Extract every line of the records that contains the string "Target", treating uppercase and lowercase letters as distinct.

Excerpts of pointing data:
========================
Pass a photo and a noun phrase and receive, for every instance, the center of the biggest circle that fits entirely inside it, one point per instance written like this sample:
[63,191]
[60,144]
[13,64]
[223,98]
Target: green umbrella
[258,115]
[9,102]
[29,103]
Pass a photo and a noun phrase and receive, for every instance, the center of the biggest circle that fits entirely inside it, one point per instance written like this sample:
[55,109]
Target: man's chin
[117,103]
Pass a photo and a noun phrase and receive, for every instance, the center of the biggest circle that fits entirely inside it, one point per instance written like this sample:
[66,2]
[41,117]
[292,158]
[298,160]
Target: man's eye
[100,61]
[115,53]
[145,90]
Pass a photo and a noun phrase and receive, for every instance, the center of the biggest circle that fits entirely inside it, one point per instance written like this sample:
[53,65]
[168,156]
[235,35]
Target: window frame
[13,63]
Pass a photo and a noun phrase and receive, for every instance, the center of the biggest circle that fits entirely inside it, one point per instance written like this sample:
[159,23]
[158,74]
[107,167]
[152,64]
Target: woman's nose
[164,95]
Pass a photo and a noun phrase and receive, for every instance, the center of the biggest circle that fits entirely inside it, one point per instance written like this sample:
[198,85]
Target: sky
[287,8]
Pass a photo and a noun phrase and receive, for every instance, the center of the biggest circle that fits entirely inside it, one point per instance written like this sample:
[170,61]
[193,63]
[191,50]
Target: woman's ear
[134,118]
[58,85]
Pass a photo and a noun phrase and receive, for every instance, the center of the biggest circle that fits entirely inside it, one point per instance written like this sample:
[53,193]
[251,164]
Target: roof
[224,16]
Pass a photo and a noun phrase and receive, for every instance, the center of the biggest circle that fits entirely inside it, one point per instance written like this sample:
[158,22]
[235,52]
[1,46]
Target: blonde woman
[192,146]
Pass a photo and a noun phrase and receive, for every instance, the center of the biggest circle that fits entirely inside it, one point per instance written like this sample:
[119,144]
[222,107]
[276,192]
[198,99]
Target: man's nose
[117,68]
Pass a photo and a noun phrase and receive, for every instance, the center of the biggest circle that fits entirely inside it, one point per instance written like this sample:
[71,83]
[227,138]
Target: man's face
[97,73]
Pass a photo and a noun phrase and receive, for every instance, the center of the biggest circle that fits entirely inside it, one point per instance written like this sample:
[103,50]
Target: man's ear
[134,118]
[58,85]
========================
- [Reply to the task]
Target: green umbrella
Target: man's chin
Target: man's eye
Target: window frame
Target: woman's nose
Target: sky
Target: woman's ear
Target: roof
Target: blonde woman
Target: man's nose
Target: man's face
Target: man's ear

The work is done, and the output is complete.